━━━ Records ━━━
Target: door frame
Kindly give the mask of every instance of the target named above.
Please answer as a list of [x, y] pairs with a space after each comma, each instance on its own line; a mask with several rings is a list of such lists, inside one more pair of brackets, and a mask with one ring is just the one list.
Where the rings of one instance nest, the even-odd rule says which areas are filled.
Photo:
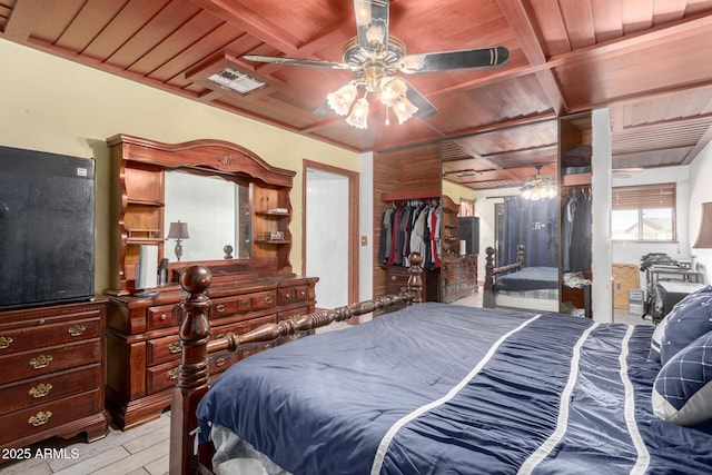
━━━
Copy every line of the records above word for word, but leave the pictures out.

Target: door frame
Kindly give the mask of every instance of the target named above.
Please answer as a list of [x, y] pairs with a space after each comma, each instance on its own line; a mask with several rings is a list of such lists, inside one more pair of brackets, and a mask with one ring is just the one list.
Where the rings of one instance nest, the even-odd rule says which areas are filled.
Photo:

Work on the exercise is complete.